| Requirement 1 |
In the profile of Marcelo Cerullo, what is the title of his thesis?
| Requirement 2 |
Continue the Marcelo Cerullo profile, picking up right after its final sentence.

| Page extract |
+-------+
Marcelo Cerullo '10

Marcelo Cerullo '10

Marcelo Cerullo '10

Position: Student

Field: Medicine

Thesis Title: “Coffee and Capital in Sao Paulo, 1850-1900” Awarded the Hoopes Prize

Graduated: 2010

I began my journey as a History concentrator in my sophomore year, taking just one class on early-modern Brazil. I had been convinced by a friend who was then a senior. Like many students, I did not know quite how to put together a course of study or plot a path to a profession in my post-graduate years. I chose to concentrate in History because I found the questions interesting, the methodology rigorous, and my potential compatriots ... well ... nice. Eight classes later, I wrote my thesis about the evolution of the coffee industry in southern Brazil in the late nineteenth century. I was interested in the way geography, politics, and global demand shaped the culture and industry of a particular region. I was interested in how the production and consumption of a thing changed a society. At each step, I was supported tremendously by faculty members whose interests ranged widely. Some were Medievalists turned anthropologists, others studied eastern Europe, others focused on the deep past. All were extraordinarily engaged in my progress as a writer and a scholar, and prodded and pushed me to think more critically and to write more clearly.
+-------+
| Data for analysis |
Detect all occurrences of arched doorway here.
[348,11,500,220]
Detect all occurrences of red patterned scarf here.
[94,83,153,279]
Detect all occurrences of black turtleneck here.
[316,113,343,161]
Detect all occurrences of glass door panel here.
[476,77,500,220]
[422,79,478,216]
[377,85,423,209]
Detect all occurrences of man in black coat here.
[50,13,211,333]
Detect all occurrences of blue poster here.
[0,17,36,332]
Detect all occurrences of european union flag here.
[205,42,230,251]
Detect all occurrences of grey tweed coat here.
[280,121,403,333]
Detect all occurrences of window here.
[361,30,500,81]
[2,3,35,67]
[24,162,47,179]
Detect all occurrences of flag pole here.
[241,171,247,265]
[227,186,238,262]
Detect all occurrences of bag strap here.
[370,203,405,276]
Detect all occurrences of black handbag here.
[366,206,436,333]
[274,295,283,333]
+-------+
| Task response 1 |
“Coffee and Capital in Sao Paulo, 1850-1900”

| Task response 2 |
These skills were invaluable. After graduating, I found a job as a research assistant at the Institute for Health Policy at the Massachusetts General Hospital, and spent two years writing research grants and academic papers on topics ranging from ethics in genetic medicine, disparities in access to care, and patterns in the epidemiology of chronic illnesses. In the fall of 2012, I entered the Johns Hopkins School of Medicine as a member of the class of 2016. While I don't know what specialty I will pursue, or even where and with what patient population I'll end up working, the ability to sift through data, determine the veracity of sources, and to synthesize a narrative, was the product of an undergraduate curriculum that trained me to think, and these skills have been tremendously helpful both at my job, and certainly in medical school.